SOURCE DATA →
_____

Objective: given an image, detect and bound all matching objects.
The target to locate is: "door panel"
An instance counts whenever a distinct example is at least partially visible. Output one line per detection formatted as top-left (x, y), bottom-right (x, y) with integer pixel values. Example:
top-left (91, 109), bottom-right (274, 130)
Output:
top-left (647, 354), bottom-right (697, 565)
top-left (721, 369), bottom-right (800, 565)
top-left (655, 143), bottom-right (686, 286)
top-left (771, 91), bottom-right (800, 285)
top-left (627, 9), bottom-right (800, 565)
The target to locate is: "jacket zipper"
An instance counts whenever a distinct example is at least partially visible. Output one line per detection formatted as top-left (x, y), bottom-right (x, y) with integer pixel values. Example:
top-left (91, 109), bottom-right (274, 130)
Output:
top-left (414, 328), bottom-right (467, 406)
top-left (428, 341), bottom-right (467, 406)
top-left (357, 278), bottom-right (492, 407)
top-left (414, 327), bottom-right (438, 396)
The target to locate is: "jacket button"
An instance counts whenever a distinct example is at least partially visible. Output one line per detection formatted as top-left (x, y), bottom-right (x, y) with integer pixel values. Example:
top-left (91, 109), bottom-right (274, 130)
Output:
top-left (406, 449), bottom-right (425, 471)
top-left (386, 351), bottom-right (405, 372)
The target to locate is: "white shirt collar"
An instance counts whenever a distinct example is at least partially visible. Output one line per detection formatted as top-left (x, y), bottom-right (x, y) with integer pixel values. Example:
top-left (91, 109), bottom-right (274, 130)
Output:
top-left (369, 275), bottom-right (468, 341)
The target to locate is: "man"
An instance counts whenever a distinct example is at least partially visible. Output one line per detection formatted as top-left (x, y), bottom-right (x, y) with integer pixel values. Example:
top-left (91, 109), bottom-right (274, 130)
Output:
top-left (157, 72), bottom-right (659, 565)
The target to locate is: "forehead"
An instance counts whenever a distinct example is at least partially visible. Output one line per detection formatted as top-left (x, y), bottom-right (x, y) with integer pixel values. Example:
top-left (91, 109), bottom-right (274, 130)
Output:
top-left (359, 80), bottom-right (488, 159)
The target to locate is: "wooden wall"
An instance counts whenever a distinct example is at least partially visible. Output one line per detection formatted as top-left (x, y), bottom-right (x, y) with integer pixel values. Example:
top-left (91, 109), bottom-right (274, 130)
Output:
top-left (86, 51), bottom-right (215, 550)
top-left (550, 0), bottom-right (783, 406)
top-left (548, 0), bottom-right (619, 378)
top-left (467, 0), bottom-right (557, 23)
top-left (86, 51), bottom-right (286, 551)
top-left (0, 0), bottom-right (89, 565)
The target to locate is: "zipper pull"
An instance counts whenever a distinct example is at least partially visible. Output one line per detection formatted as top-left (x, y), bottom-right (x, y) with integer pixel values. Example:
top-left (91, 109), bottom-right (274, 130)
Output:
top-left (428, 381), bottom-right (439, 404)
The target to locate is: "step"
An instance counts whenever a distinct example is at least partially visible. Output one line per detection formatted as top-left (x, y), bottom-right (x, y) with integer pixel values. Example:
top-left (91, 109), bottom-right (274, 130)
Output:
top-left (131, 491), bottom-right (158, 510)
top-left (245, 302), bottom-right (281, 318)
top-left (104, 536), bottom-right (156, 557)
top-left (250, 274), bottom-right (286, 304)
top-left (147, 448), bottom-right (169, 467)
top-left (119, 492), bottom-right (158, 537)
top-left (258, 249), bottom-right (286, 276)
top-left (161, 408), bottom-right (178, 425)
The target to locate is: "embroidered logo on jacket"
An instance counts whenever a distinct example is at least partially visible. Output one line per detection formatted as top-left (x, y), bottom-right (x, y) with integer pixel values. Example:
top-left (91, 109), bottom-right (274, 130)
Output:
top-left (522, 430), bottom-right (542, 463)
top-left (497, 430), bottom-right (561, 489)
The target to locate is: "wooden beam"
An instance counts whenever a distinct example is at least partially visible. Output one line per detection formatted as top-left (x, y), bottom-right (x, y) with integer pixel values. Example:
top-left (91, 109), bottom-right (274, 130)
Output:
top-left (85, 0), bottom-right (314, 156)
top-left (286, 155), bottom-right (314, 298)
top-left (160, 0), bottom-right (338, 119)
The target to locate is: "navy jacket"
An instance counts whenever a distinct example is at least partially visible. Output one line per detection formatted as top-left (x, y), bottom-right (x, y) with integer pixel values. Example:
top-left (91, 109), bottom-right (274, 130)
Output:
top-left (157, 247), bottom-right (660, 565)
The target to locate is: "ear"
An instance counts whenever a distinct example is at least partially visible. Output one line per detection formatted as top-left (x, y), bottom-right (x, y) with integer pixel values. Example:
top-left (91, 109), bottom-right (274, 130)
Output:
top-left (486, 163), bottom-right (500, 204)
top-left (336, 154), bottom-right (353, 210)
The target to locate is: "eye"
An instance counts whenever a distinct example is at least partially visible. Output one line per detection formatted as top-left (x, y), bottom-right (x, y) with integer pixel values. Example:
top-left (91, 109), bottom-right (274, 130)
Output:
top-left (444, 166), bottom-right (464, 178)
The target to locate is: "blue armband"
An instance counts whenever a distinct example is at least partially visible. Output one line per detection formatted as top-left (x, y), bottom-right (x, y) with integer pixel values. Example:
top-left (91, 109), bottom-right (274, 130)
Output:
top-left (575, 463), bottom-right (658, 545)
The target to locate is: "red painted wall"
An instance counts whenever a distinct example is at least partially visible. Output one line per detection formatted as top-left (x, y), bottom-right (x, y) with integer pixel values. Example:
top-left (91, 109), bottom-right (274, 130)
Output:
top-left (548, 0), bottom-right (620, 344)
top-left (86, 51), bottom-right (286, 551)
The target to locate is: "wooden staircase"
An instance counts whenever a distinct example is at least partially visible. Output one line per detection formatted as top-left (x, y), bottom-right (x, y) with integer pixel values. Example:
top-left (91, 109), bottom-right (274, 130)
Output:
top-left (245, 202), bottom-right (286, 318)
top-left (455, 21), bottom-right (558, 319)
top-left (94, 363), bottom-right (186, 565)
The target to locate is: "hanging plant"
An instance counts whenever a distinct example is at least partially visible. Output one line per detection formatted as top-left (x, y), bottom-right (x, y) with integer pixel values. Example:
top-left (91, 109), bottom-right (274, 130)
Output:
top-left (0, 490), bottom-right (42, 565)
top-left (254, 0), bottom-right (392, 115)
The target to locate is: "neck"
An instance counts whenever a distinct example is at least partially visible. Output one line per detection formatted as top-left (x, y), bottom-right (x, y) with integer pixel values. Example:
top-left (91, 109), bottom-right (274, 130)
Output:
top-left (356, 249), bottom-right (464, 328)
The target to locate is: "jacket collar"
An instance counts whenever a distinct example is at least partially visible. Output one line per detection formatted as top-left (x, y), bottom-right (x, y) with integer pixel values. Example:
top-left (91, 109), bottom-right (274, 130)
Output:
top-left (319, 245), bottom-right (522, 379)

_____

WHAT THE TASK ASKS → Return every line of the records that contains the word "jacket".

SOLUTION TO THIS TASK →
The target to locate is: "jacket zipper"
The target to locate is: "jacket button"
The target to locate is: "embroidered logo on jacket"
The target to locate is: "navy jacket"
The target to locate is: "jacket collar"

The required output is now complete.